Please update the records below by replacing every occurrence of "plot-health record" with "garden-health log", and leave everything else unchanged.

** BEGIN **

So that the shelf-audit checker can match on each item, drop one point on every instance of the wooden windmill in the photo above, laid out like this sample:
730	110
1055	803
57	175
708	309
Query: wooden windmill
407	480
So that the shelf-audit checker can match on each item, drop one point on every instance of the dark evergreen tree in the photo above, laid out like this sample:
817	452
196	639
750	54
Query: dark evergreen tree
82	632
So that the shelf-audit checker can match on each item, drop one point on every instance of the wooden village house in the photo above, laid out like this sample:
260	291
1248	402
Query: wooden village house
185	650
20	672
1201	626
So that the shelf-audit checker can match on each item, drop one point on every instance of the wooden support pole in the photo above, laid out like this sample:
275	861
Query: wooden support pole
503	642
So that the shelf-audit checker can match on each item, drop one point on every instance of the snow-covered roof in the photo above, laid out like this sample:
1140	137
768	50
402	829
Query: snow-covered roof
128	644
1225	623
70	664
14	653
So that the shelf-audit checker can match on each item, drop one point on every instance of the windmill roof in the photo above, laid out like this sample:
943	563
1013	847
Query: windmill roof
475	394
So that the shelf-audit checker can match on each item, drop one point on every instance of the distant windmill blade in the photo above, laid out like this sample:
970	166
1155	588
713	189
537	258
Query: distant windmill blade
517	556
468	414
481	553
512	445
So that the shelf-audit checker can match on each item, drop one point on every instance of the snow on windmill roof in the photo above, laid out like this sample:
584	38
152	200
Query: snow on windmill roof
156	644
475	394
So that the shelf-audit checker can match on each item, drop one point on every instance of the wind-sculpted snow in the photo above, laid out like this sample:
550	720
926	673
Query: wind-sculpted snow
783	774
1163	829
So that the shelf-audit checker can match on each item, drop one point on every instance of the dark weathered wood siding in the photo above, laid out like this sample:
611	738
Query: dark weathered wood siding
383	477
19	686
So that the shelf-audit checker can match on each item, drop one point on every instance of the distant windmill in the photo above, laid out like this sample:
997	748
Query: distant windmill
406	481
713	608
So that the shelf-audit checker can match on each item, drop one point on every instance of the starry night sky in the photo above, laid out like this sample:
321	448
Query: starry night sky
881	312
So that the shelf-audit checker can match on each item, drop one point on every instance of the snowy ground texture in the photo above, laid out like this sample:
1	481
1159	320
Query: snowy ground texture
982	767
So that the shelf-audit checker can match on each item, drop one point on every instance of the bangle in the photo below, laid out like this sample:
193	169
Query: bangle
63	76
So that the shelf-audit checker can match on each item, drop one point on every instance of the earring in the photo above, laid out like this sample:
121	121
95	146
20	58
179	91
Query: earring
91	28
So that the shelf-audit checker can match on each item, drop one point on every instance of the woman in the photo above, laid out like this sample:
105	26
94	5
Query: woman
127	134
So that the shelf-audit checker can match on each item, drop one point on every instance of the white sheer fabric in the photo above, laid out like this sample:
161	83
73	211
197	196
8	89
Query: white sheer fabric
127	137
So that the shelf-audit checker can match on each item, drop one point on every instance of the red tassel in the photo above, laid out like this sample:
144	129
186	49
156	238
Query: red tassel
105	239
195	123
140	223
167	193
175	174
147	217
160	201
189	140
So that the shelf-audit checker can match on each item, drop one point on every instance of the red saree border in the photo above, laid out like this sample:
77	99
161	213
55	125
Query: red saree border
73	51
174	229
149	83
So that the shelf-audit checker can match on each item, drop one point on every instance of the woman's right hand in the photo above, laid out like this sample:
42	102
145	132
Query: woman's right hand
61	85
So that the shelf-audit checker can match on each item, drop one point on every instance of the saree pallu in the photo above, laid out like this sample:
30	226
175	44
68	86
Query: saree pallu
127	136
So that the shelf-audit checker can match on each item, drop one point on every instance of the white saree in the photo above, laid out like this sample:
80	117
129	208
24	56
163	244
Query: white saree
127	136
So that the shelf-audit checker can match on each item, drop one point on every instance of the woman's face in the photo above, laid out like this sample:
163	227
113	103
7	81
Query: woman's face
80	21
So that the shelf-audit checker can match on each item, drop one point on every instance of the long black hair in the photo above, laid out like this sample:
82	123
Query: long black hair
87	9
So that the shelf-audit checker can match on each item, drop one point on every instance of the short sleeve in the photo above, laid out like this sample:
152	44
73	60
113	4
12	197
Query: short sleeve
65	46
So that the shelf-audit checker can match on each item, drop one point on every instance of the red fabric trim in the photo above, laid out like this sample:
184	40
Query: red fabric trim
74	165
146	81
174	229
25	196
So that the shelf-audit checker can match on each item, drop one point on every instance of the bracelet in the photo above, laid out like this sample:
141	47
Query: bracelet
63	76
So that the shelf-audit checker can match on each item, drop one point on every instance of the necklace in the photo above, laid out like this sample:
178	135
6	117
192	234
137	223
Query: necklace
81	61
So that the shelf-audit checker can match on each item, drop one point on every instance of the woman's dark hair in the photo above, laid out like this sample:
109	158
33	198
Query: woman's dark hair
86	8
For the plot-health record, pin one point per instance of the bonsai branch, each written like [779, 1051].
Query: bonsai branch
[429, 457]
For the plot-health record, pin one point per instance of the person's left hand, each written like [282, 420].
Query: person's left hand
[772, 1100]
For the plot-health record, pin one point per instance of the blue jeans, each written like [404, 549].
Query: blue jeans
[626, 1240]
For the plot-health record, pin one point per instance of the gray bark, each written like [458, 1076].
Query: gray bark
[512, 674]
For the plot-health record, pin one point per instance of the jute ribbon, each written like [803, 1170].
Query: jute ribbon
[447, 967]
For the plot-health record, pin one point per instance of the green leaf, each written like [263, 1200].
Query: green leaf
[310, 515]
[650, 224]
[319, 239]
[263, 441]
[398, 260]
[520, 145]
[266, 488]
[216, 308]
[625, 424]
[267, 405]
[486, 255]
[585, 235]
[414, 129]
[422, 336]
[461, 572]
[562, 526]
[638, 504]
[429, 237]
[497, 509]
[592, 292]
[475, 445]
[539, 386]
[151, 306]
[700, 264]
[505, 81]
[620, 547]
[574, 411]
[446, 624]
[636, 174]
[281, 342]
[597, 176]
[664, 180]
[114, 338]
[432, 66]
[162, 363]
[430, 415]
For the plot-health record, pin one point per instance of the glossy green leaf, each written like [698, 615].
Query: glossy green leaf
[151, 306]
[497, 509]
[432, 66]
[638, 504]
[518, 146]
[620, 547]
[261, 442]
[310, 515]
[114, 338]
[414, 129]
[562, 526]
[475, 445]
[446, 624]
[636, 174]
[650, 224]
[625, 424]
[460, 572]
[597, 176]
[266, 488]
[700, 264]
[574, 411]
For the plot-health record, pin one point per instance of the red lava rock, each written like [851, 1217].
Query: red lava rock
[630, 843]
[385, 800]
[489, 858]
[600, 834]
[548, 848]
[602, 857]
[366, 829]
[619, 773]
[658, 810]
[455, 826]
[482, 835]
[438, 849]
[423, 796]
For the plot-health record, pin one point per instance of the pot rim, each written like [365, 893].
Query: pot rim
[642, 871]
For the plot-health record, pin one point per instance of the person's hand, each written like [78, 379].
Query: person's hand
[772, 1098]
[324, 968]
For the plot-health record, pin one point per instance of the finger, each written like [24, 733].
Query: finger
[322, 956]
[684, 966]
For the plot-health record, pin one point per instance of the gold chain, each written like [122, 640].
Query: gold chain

** END **

THE COMPLETED TASK ::
So that the shelf-audit checker can match on each item, drop one point on every instance of the wooden windmill in the photo above, laid out like this sample:
730	110
1055	803
57	175
708	309
Query: wooden windmill
407	480
So that the shelf-audit checker can match on each item, drop one point on every instance of the dark evergreen tree in the photo above, laid out like this sample:
817	452
196	639
750	54
Query: dark evergreen tree
82	632
So that the shelf-audit checker can match on each item, drop one point on every instance of the wooden village house in the photo above, laid out like this sample:
260	291
1248	402
Query: wooden village house
185	650
20	672
1201	626
So that the shelf-audit checker can match on each item, drop one point on every instance of the wooden support pole in the photo above, laid out like this sample:
275	861
Query: wooden support pole
503	642
So that the shelf-audit checker can match on each item, drop one point on every instance of the snow-covered roof in the photo above, laid out like this sample:
1140	137
768	50
402	829
Query: snow-covered roof
128	644
1225	623
70	664
14	653
So that the shelf-audit checker can match on each item, drop one point on every instance of the windmill roof in the photo above, laid out like this sample:
943	563
1013	847
Query: windmill roof
475	394
So that the shelf-audit checker can match on each item, drop one point on every instance of the distant windmill blade in the photo above, laid out like this sample:
970	166
1155	588
713	189
537	258
Query: distant windmill blade
517	556
468	414
481	553
512	445
So that the shelf-audit checker can match on each item, drop one point on every instance of the snow on windmill roof in the photo above, laid out like this sample:
584	38
152	200
Query: snow on windmill roof
156	644
475	394
So that the shelf-audit checker can match on each item, drop one point on every instance of the wind-sculpted snow in the photo above, laid out like this sample:
550	720
926	673
Query: wind-sculpted snow
783	774
1163	829
So that the shelf-audit checker can match on each item, drop one point on every instance of the dark weathered wood siding in the photo above, laid out like this sample:
611	738
Query: dark weathered wood siding
383	477
19	686
So that the shelf-audit checker can match on each item, drop one point on every instance of the distant windmill in the photo above, laid out like this sample:
997	748
Query: distant windmill
406	481
713	608
So that the shelf-audit checker can match on each item, drop one point on every instance of the starry night sky in the photo above, laid out like this sample:
321	448
Query: starry night sky
881	312
So that the shelf-audit checker can match on each item, drop one point on every instance of the snowy ground texture in the photo above, laid out like this sample:
1	481
1159	320
Query: snowy ground texture
982	767
So that the shelf-audit checker can match on each item, drop one point on every instance of the bangle in the photo below, laid out like this sample:
193	169
Query: bangle
63	76
So that the shelf-audit checker can match on each item, drop one point on every instance of the earring in the photo above, laid out like this sample:
121	121
95	146
20	58
179	91
Query: earring
91	28
So that the shelf-audit checker can match on each item, drop one point on every instance of the woman in the photo above, laid out like this sample:
105	26
94	5
Query: woman
127	134
So that the shelf-audit checker can match on each item, drop one point on every instance of the white sheer fabric in the photo above, laid out like this sample:
161	83
73	211
197	196
8	89
Query: white sheer fabric
127	137
So that the shelf-audit checker can match on each item, drop one point on every instance of the red tassel in the photo above, laid out like this sample:
144	129
186	49
156	238
Query: red tassel
105	239
195	123
140	223
167	193
175	174
147	217
160	201
189	140
So that the shelf-audit checker can match on each item, drop one point on every instance of the red saree border in the photo above, laid out like this sample:
77	99
161	213
55	125
Query: red saree border
73	51
174	229
149	83
So that the shelf-audit checker can match on each item, drop one point on every instance of the woman's right hand in the photo above, laid out like this sample:
42	102
145	132
Query: woman's right hand
61	85
So that the shelf-audit checker can match on each item, drop one point on every instance of the saree pallu in the photo above, laid out like this sample:
30	226
175	44
68	86
Query: saree pallu
127	136
So that the shelf-audit checker can match on each item, drop one point on every instance of the white saree in the photo above, laid out like this sample:
80	117
129	208
24	56
163	244
Query: white saree
127	136
So that the shelf-audit checker can match on each item, drop one point on every instance of the woman's face in the photo above, laid out like this sample:
163	227
113	103
7	81
Query: woman's face
80	21
So that the shelf-audit checker can match on each item, drop one point on every instance of the long black hair in the photo above, laid out like this sample:
82	123
Query: long black hair
87	9
So that the shelf-audit checker can match on each item, drop one point on every instance of the short sleeve in the photo above, laid out like this sample:
152	44
73	60
113	4
12	197
Query: short sleeve
65	46
So that the shelf-audit checker can match on each item, drop one point on every instance of the red fabric trim in the photo above, laid out like this sample:
184	40
Query: red fabric trim
74	165
146	81
174	229
25	196
So that the shelf-audit checker can match on each item, drop one point on every instance of the bracelet in the photo above, laid out like this sample:
141	47
Query: bracelet
63	76
So that the shelf-audit checker can match on each item, drop one point on every instance of the necklace in the photo above, laid out like this sample:
178	135
6	117
192	234
137	223
Query: necklace
81	61
So that the shelf-audit checker can match on each item, drop one point on every instance of the woman's dark hair in the photo above, laid out like this sample:
109	158
33	198
Query: woman's dark hair
86	8
For the garden-health log, pin one point per instance of the bonsai branch, each written like [779, 1051].
Query: bonsai branch
[429, 457]
For the garden-health log, pin one point per instance of the person's left hand, each written like [282, 420].
Query: person's left hand
[772, 1100]
For the garden-health log, pin one point per instance of the blue jeans, each written like [404, 549].
Query: blue jeans
[626, 1240]
For the garden-health log, pin one point per instance of the gray bark, each written like [458, 1076].
Query: gray bark
[512, 674]
For the garden-health log, pin one point per instance of the jute ribbon, each written like [803, 1170].
Query: jute ribbon
[447, 967]
For the garden-health log, pin one point per instance of the green leaf, each written like [263, 1200].
Query: green leaf
[310, 515]
[650, 224]
[319, 239]
[263, 441]
[398, 260]
[520, 145]
[266, 488]
[216, 308]
[625, 424]
[267, 405]
[486, 255]
[585, 235]
[414, 129]
[422, 336]
[461, 572]
[562, 526]
[638, 504]
[429, 237]
[497, 509]
[592, 292]
[475, 445]
[539, 386]
[151, 306]
[700, 264]
[505, 81]
[620, 547]
[574, 411]
[446, 624]
[636, 174]
[281, 342]
[597, 176]
[664, 180]
[114, 338]
[432, 66]
[162, 363]
[430, 415]
For the garden-health log, pin one point per instance of the glossy green leaf, each written like [698, 615].
Query: glossy green leaf
[151, 306]
[497, 509]
[432, 66]
[638, 504]
[518, 146]
[620, 547]
[261, 442]
[310, 515]
[114, 338]
[414, 129]
[562, 526]
[475, 445]
[446, 624]
[636, 174]
[650, 224]
[625, 424]
[460, 572]
[597, 176]
[266, 488]
[700, 264]
[574, 411]
For the garden-health log, pin one point per instance of the red lava rock, each written like [851, 1217].
Query: red lava rock
[630, 843]
[385, 800]
[489, 858]
[600, 834]
[548, 848]
[602, 857]
[366, 829]
[619, 773]
[658, 810]
[455, 826]
[482, 835]
[438, 849]
[423, 796]
For the garden-health log, pin one point per instance of the pot rim, each written like [365, 893].
Query: pot rim
[642, 871]
For the garden-health log, pin one point per instance of the person's hand, each written like [78, 379].
Query: person's hand
[772, 1098]
[324, 968]
For the garden-health log, pin one point per instance of the finger, each written like [24, 733].
Query: finger
[322, 956]
[684, 966]
For the garden-health log, pin one point per instance of the gold chain, each written like [122, 640].
Query: gold chain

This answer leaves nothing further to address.